### Requirement A
In the post about the Sydney opera night, how often does the Manly Ferry depart?
### Requirement B
Write a continuation of the post about the Sydney opera night, picking up after its final sentence.

### Study text
|Luna Park at night.|
What can I say? Tom didn’t love it. But, of course, I didn’t expect him to. Although, in the past, I’d noticed him listening intently when a few opera singers performed on various episodes of “America’s Got Talent.”
Last night, he didn’t express a glimmer of enthusiasm over the performance at the Sydney Opera House other than his pleasure at seeing how much I was enjoying it. That’s worth something.
|Cloudy night at the opera house.|
He didn’t grumble or have a scowl on his face, nor did he dose off. It lasted less than two hours, during which I was totally engaged and enthralled. I’ve always loved opera after being introduced to it by my Harvard-educated, musical genius, doctor uncle who could sit at his baby grand piano and play any aria from memory. He left quite an impression.
When it ended, we made our way to Wharf 3 to catch the next Manly Ferry, which takes off every 30 minutes. Little did we know the treat we were about to receive in taking the photos we’ve included today, too many for one post.
|Tourists chose the upper deck to take photos as we did.|
As we entered the ferry terminal in Circular Quay, Sydney, I suggested we climb the steps to the outdoor upper deck to sit outside to cool off on a humid night. It was a great plan when we found suitable seating and views that literally left our mouths agape.
Sure, we knew Sydney had a lot to offer. We’d reveled in it on six past occasions when our cruise ships sailed from the exquisite harbor. Over the past week, on four occasions, we visited Sydney, three by taking the ferry.
But, nothing we’d seen earlier could match the perspective from the top of the ferry, even on a dark cloudy night after seven cloudy days and nights in a row since our arrival one week ago today. Thus, we share today’s photos with excitement over this amazing city, in many ways, the most beautiful city we’ve seen so far in our world journey.
|The interior of the Joan Sutherland Theatre of the Sydney Opera House.|
As for the remainder of the evening’s photos, we took several from the interior and the grounds of the Joan Sutherland Theatre at the Sydney Opera House, which we’ll continue to share in posts to come.

### Given data
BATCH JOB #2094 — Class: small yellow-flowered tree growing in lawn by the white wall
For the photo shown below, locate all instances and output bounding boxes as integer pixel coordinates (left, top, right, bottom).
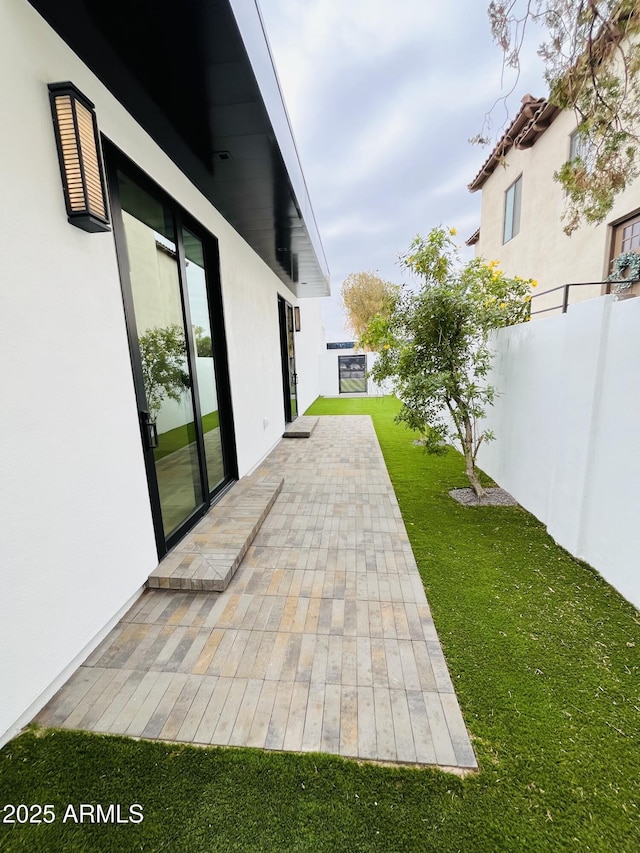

### Exercise response A
Every 30 minutes.

### Exercise response B
Having ordered the tickets almost a year ago, we had perfect seats, four rows from the stage, dead set in the middle. See our photo below taken from our seats.
|Our seats were only four rows from the stage and dead center in the theatre, seating for 1507. There are two large theatres and several smaller theatres in the complex. The cost for these two excellent seats was AU 190.15, US $146.50.|
No doubt, the theatre is beautiful and interesting. However, there are many steps to navigate to get inside the theatre. For those who may have difficulty with stairs, there are elevators and a few escalators. For the full experience, we did the many flights of steps, making our way through tourists who were sitting on the steps, as shown in yesterday’s post.
As for the remainder of the day, we’d left the house at 1:30 pm to catch the bus arriving at 1:59 pm. We made it to Manly in time for the 2:15 pm ferry. With the recent inclement weather, about 10 minutes of the 25-minute ferry ride was particularly rough, but we didn’t give it a thought.
|The building of the Sydney Opera House has an interesting story. Click here for details.|
Arriving in Circular Quay, we walked through crowds and commotion to make our way back, the second day in a row after our flub showing for the opera one day early. We’d decided to dine early, before the show, since we hadn’t eaten earlier in the day.
With a 3:00 pm meal, we’d be set until returning “home” when the evening ended, and if hungry, we could have a snack of homemade coconut bread with butter with a small bowl of organic Greek yogurt on the side for me. (I’ve been taking “big guns” probiotics and eating yogurt twice a day since my recent two-week round of antibiotics).
|The Sydney Harbour Bridge after dark.|
We’d considered the same restaurant as the prior day since they were able to accommodate my diet. But, we tried to branch out and try something different. Shortly, we were seated in a high-end Asian fusion restaurant only to discover there wasn’t a single item on the menu that would work for me, except plain steamed veg and chicken, which held little appeal.
We thanked the waiter but decided to leave. I wasn’t sure the pans they’d use would be “gluten, starch, and sugar-free.” Why take a risk? We meandered back down the boulevard checking menus along the way, only to discover the only restaurant that would be suitable was the same where we dined the prior day, Searock Grill.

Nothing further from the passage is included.